[INFORMATION GIVEN Boundary: Start]
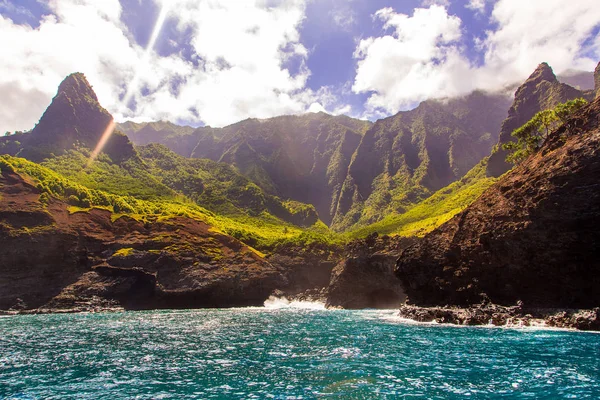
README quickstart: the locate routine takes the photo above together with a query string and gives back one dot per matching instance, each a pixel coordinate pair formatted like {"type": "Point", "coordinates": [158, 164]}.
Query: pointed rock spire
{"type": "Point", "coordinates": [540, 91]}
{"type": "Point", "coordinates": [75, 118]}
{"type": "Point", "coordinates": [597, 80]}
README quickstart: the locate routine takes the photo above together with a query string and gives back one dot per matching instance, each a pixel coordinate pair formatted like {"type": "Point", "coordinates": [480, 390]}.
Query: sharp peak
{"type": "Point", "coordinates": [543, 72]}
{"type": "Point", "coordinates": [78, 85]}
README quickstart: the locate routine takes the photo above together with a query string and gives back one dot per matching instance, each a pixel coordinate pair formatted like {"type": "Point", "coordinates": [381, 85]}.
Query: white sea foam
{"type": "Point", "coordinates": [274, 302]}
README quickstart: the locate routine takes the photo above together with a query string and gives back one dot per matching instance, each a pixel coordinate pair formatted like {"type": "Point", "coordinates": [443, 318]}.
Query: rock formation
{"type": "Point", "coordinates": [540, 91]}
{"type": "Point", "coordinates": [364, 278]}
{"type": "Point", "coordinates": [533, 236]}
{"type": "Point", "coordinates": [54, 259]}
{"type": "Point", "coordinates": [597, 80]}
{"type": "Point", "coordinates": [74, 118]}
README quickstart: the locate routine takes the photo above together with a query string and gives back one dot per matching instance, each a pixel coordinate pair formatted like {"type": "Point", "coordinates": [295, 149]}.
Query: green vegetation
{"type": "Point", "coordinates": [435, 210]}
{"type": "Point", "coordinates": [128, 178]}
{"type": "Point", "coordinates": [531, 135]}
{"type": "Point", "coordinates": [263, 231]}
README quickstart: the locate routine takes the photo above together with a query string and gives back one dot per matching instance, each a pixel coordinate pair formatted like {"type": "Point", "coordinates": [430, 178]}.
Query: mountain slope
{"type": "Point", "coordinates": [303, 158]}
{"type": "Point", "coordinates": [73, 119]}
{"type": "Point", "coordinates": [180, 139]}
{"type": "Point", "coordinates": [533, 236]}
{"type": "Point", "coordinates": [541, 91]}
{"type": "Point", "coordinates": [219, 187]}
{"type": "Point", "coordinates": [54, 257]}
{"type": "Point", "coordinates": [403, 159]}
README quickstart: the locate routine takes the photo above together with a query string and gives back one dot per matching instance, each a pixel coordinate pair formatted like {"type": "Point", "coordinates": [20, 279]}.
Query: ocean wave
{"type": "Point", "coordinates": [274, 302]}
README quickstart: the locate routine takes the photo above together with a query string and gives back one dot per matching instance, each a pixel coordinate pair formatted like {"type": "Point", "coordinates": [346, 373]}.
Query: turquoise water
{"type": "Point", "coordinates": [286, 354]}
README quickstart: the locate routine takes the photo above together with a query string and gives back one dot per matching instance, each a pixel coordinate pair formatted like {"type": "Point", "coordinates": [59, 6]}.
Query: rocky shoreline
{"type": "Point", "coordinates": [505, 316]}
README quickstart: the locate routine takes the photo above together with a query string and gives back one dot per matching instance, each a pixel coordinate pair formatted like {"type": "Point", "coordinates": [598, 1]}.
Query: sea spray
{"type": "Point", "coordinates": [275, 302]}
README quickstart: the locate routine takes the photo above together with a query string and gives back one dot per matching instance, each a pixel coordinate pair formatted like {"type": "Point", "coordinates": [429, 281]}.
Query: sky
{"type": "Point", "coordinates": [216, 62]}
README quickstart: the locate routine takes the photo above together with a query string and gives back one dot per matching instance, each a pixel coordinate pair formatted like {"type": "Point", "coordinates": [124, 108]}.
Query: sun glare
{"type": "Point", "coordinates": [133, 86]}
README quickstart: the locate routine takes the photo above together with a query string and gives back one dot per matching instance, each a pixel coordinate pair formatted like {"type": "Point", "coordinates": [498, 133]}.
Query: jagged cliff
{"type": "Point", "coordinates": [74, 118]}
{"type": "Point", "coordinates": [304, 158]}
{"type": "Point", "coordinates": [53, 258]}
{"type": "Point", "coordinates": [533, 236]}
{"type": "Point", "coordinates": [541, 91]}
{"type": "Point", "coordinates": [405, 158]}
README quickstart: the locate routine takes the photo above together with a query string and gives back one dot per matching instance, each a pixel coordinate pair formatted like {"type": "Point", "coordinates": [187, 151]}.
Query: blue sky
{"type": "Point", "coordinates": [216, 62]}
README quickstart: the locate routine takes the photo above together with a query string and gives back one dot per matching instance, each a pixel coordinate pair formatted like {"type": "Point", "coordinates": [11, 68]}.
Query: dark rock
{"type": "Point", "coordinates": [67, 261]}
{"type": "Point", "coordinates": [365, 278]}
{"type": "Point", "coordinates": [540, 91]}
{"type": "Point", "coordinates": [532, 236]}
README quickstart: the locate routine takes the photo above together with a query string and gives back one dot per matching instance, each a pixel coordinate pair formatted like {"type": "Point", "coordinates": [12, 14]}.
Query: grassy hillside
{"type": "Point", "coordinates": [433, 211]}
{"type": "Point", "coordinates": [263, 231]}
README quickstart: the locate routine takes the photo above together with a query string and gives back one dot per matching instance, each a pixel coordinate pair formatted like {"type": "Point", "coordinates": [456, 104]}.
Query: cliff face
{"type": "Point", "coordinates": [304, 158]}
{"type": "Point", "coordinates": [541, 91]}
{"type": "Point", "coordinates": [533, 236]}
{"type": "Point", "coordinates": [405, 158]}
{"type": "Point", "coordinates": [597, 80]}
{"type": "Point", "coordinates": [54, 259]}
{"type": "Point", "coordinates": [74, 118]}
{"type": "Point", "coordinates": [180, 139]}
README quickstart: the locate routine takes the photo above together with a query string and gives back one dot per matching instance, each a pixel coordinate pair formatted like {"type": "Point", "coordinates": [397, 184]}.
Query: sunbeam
[INFORMATION GIVEN Boundary: End]
* ACTIVITY
Print each entry precisely as written; the pictures stay out.

* TASK OUTPUT
README quickstart: the locate routine takes the photo above together with a query string and gives back one dot per matching instance, each a pixel coordinate pair formatted like {"type": "Point", "coordinates": [158, 164]}.
Query: pointed rock spire
{"type": "Point", "coordinates": [540, 91]}
{"type": "Point", "coordinates": [75, 118]}
{"type": "Point", "coordinates": [597, 80]}
README quickstart: the locate routine takes the photo above together with a query string and gives back one dot per matching instance, each a pixel coordinate pair formatted like {"type": "Point", "coordinates": [480, 390]}.
Query: sharp peak
{"type": "Point", "coordinates": [543, 72]}
{"type": "Point", "coordinates": [78, 85]}
README quickstart: the locate routine takes the photo above together with a query string and gives back one dot per matching instance, each a pixel coordinate pair formatted like {"type": "Point", "coordinates": [381, 85]}.
Query: white sea foam
{"type": "Point", "coordinates": [274, 302]}
README quickstart: the locate routine takes the photo above together with a query string and gives back one dot per matching instance, each a pixel coordinate pair formatted like {"type": "Point", "coordinates": [443, 318]}.
Query: rock formation
{"type": "Point", "coordinates": [540, 91]}
{"type": "Point", "coordinates": [364, 278]}
{"type": "Point", "coordinates": [533, 236]}
{"type": "Point", "coordinates": [54, 259]}
{"type": "Point", "coordinates": [597, 80]}
{"type": "Point", "coordinates": [74, 118]}
README quickstart: the locate routine takes the photo above together with a query string and gives back one dot per matching instance, each a pixel coordinate pair formatted like {"type": "Point", "coordinates": [295, 149]}.
Query: green vegetation
{"type": "Point", "coordinates": [435, 210]}
{"type": "Point", "coordinates": [128, 178]}
{"type": "Point", "coordinates": [531, 135]}
{"type": "Point", "coordinates": [263, 231]}
README quickstart: the locate routine takes the photo above together with a query string and gives back one dot per matching instance, each a pixel coordinate pair formatted like {"type": "Point", "coordinates": [430, 178]}.
Query: mountain slope
{"type": "Point", "coordinates": [303, 158]}
{"type": "Point", "coordinates": [73, 119]}
{"type": "Point", "coordinates": [180, 139]}
{"type": "Point", "coordinates": [533, 236]}
{"type": "Point", "coordinates": [541, 91]}
{"type": "Point", "coordinates": [219, 187]}
{"type": "Point", "coordinates": [54, 257]}
{"type": "Point", "coordinates": [403, 159]}
README quickstart: the locate routine takes the photo above together with a query string and gives back one dot per matching instance, each a pixel coordinate pair formatted like {"type": "Point", "coordinates": [20, 279]}.
Query: ocean wave
{"type": "Point", "coordinates": [274, 302]}
README quickstart: the locate routine takes the photo above together with a query string and gives back one dot per matching instance, each a pixel coordinate pair formatted like {"type": "Point", "coordinates": [346, 373]}.
Query: turquoise water
{"type": "Point", "coordinates": [286, 354]}
README quickstart: the locate routine takes the photo above together with a query string and gives back one dot per matching instance, each a pixel coordinate pair formatted like {"type": "Point", "coordinates": [59, 6]}.
Query: rocky shoreline
{"type": "Point", "coordinates": [505, 316]}
README quickstart: the locate routine takes the photo above together with a query string and gives back one dot per matching instance, each a pixel coordinate pair formatted like {"type": "Point", "coordinates": [598, 1]}.
Query: sea spray
{"type": "Point", "coordinates": [275, 302]}
README quickstart: the locate routine takes the photo above together with a query string and gives back one dot per matching instance, each a pixel coordinate pair formatted like {"type": "Point", "coordinates": [429, 281]}.
Query: sky
{"type": "Point", "coordinates": [216, 62]}
README quickstart: the locate routine takes the photo above together with a query string and gives back one dot per matching instance, each a pixel coordinate pair formatted like {"type": "Point", "coordinates": [124, 108]}.
Query: sun glare
{"type": "Point", "coordinates": [133, 86]}
README quickstart: the locate routine takes the photo above together with a query string and gives back one dot per matching instance, each a pixel coordinate pair formatted like {"type": "Point", "coordinates": [498, 133]}.
Query: jagged cliff
{"type": "Point", "coordinates": [74, 118]}
{"type": "Point", "coordinates": [304, 158]}
{"type": "Point", "coordinates": [53, 258]}
{"type": "Point", "coordinates": [533, 236]}
{"type": "Point", "coordinates": [541, 91]}
{"type": "Point", "coordinates": [405, 158]}
README quickstart: the locate routine takes the photo above together with a query string and gives back one dot per matching instance, each a pixel coordinate pair formatted like {"type": "Point", "coordinates": [187, 151]}.
Query: blue sky
{"type": "Point", "coordinates": [216, 62]}
README quickstart: the locate routine takes the photo above together with a query string and gives back one dot per matching instance, each a pixel coordinate pair formatted like {"type": "Point", "coordinates": [11, 68]}.
Query: dark rock
{"type": "Point", "coordinates": [67, 261]}
{"type": "Point", "coordinates": [365, 278]}
{"type": "Point", "coordinates": [540, 91]}
{"type": "Point", "coordinates": [532, 236]}
README quickstart: the locate routine takes the photo above together with a query string and gives back one dot per matching instance, each a pixel coordinate pair formatted like {"type": "Point", "coordinates": [12, 14]}.
Query: grassy hillside
{"type": "Point", "coordinates": [433, 211]}
{"type": "Point", "coordinates": [263, 231]}
README quickstart: the locate routine takes the photo above together with a query string and gives back one dot per matching instance, each a pixel coordinate pair formatted like {"type": "Point", "coordinates": [456, 104]}.
Query: cliff face
{"type": "Point", "coordinates": [304, 158]}
{"type": "Point", "coordinates": [541, 91]}
{"type": "Point", "coordinates": [533, 236]}
{"type": "Point", "coordinates": [405, 158]}
{"type": "Point", "coordinates": [597, 80]}
{"type": "Point", "coordinates": [54, 259]}
{"type": "Point", "coordinates": [74, 118]}
{"type": "Point", "coordinates": [180, 139]}
README quickstart: the locate routine takes the photo above together with a query string and gives back one dot per matching instance, each a pixel coordinate pair formatted like {"type": "Point", "coordinates": [397, 184]}.
Query: sunbeam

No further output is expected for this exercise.